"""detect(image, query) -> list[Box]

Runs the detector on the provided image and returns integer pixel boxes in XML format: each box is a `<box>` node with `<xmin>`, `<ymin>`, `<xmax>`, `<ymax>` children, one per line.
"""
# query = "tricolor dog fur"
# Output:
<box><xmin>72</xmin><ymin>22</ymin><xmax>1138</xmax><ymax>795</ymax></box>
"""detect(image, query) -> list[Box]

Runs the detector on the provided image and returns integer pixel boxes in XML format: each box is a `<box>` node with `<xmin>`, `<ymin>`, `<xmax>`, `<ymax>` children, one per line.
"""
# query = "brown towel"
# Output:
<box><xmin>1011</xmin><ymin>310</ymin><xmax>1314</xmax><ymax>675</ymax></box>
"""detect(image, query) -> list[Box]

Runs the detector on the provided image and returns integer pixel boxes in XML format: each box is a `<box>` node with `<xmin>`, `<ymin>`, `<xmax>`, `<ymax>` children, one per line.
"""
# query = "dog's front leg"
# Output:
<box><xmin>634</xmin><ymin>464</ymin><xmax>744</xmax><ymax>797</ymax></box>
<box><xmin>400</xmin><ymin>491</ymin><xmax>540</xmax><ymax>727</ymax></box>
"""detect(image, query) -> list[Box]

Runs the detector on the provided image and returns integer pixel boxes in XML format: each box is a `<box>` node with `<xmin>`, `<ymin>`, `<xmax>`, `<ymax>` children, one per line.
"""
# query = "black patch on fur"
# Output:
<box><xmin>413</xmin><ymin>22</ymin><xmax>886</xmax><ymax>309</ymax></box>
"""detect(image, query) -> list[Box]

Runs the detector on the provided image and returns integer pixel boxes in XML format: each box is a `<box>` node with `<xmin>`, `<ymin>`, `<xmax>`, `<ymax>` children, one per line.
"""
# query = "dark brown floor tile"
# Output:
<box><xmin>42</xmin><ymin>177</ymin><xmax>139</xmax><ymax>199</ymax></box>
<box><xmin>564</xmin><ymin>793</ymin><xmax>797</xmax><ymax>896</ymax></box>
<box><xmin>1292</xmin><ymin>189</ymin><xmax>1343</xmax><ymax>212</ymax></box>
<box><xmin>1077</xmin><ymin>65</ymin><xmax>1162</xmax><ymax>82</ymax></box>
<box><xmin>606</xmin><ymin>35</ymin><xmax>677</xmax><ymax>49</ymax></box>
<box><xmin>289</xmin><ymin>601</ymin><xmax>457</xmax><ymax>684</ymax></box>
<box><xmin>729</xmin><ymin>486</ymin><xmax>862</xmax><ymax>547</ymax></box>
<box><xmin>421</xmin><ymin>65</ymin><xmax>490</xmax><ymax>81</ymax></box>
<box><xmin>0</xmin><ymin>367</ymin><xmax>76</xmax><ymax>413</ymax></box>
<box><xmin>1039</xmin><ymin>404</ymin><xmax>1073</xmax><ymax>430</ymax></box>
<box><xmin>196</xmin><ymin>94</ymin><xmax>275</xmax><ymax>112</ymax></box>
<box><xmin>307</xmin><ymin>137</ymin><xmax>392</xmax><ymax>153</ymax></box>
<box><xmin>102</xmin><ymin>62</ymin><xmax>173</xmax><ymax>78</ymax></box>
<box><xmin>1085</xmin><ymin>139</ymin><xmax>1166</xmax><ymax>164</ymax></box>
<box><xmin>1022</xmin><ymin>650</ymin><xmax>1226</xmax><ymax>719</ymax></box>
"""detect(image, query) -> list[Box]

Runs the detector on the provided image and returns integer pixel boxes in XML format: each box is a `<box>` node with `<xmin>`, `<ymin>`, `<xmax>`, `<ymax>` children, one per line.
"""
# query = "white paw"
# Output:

○ ○ ○ ○

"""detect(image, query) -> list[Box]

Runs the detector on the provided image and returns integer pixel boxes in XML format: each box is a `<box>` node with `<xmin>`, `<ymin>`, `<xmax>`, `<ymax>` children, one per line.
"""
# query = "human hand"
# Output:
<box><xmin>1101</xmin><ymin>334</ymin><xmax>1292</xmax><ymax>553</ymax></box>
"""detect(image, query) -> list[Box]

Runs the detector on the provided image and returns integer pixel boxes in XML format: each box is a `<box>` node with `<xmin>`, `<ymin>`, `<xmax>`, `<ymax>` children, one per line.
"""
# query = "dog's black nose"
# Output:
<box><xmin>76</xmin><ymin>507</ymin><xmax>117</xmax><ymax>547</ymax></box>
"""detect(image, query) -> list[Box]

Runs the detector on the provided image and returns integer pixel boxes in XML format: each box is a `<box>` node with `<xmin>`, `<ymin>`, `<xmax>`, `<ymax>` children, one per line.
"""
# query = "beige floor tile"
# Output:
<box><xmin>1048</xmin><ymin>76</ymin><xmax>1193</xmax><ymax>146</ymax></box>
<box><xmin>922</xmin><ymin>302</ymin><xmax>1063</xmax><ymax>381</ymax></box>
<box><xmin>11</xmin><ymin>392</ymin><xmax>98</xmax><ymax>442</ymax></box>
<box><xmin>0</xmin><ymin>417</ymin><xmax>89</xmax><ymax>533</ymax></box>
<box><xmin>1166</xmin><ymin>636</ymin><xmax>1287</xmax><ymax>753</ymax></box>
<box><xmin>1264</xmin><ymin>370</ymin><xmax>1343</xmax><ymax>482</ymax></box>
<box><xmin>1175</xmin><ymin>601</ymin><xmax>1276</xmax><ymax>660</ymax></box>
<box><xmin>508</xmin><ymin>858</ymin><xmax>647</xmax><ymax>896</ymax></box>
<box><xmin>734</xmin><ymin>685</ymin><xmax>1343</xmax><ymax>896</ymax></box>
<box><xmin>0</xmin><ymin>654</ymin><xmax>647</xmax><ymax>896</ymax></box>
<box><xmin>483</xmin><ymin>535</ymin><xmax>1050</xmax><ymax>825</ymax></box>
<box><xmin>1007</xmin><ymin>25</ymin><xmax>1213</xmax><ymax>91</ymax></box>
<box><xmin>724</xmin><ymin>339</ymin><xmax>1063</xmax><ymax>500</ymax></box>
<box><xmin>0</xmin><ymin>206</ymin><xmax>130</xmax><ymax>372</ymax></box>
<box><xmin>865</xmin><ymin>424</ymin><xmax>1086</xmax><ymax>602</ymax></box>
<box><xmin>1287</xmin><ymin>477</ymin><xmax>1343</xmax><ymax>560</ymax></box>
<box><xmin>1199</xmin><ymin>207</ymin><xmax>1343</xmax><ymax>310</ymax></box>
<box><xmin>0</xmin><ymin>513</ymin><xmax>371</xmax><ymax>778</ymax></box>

○ ○ ○ ○

- **Requirement**
Return every line of the items above that contains the string "brown".

- **Exercise result**
# query = "brown towel"
# query = "dark brown floor tile"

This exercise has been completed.